--- Start ---

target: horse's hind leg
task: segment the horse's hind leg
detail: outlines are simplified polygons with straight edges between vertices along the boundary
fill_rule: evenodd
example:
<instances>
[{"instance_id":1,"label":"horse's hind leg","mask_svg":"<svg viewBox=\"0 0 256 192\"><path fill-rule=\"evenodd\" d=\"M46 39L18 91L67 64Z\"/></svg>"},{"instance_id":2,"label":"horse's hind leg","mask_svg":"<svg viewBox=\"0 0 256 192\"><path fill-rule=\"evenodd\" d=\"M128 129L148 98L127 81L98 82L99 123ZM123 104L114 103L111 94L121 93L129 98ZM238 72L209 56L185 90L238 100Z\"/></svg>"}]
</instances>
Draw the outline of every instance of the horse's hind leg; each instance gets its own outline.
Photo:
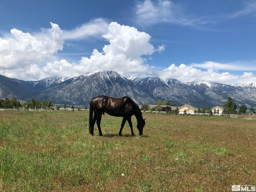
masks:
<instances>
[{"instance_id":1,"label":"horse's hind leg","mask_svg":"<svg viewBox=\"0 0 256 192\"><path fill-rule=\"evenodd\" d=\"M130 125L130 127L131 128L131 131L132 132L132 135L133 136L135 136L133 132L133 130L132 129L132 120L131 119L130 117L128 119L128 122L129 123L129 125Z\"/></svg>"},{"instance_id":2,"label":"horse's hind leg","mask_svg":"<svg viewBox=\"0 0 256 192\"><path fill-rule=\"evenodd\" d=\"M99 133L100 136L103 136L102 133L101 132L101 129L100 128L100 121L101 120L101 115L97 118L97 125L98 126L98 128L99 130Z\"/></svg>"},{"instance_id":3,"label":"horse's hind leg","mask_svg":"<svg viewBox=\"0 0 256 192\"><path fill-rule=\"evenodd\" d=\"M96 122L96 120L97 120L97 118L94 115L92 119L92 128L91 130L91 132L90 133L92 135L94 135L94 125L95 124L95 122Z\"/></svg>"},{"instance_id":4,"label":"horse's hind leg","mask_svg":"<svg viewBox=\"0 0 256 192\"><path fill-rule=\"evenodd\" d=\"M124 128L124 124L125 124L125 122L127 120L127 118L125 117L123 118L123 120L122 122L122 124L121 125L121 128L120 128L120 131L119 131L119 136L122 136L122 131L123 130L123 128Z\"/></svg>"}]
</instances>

--- End ---
--- Start ---

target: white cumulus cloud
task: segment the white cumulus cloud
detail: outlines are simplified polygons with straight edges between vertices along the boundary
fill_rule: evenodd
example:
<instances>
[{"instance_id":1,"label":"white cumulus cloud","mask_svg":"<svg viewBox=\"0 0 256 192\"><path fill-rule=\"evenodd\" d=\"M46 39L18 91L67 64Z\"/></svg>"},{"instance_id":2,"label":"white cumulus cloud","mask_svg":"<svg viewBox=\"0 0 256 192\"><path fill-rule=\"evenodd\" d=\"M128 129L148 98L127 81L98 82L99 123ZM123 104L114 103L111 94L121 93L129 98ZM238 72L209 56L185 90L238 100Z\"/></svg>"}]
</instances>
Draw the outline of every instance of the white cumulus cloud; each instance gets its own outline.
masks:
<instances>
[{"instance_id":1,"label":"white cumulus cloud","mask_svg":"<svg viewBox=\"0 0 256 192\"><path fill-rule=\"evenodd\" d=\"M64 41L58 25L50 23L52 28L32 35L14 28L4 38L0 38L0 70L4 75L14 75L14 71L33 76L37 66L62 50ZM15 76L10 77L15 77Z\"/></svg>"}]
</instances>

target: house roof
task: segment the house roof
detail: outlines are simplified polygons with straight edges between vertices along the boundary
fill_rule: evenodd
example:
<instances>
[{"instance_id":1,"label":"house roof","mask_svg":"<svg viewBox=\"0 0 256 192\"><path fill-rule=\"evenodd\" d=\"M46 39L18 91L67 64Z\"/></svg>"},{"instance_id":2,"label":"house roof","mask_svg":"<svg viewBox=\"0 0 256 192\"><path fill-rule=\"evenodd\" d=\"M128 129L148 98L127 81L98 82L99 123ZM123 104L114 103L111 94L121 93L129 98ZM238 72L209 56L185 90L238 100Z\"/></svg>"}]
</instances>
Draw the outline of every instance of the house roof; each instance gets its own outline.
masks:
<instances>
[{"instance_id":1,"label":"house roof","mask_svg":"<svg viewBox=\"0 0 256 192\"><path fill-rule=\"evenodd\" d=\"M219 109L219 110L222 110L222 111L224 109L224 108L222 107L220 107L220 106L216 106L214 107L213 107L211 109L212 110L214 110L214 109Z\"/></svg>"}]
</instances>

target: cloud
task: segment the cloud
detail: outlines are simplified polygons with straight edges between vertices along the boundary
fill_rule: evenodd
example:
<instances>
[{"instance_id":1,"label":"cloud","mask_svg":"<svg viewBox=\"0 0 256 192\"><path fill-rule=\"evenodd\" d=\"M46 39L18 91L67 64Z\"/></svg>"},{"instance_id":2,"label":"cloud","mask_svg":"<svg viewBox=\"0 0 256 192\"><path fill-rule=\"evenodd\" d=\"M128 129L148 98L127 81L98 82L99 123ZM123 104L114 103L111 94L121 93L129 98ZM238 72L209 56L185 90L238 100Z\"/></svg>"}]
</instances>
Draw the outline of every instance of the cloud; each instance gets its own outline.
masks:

--- End ---

Identify every line in the rows above that contains the word "roof" and copy each such line. Case counts.

*RESULT OF THIS TASK:*
target: house roof
task: segment the house roof
[{"instance_id":1,"label":"house roof","mask_svg":"<svg viewBox=\"0 0 256 192\"><path fill-rule=\"evenodd\" d=\"M46 39L18 91L67 64Z\"/></svg>"},{"instance_id":2,"label":"house roof","mask_svg":"<svg viewBox=\"0 0 256 192\"><path fill-rule=\"evenodd\" d=\"M128 129L148 98L127 81L98 82L99 123ZM123 104L114 103L111 94L121 93L129 98ZM238 72L209 56L185 90L238 100Z\"/></svg>"}]
Draw the outline of every instance of the house roof; each instance gets its own outline.
[{"instance_id":1,"label":"house roof","mask_svg":"<svg viewBox=\"0 0 256 192\"><path fill-rule=\"evenodd\" d=\"M219 109L219 110L222 110L222 111L224 109L224 108L222 107L220 107L220 106L216 106L214 107L213 107L211 109L212 110L214 110L214 109Z\"/></svg>"}]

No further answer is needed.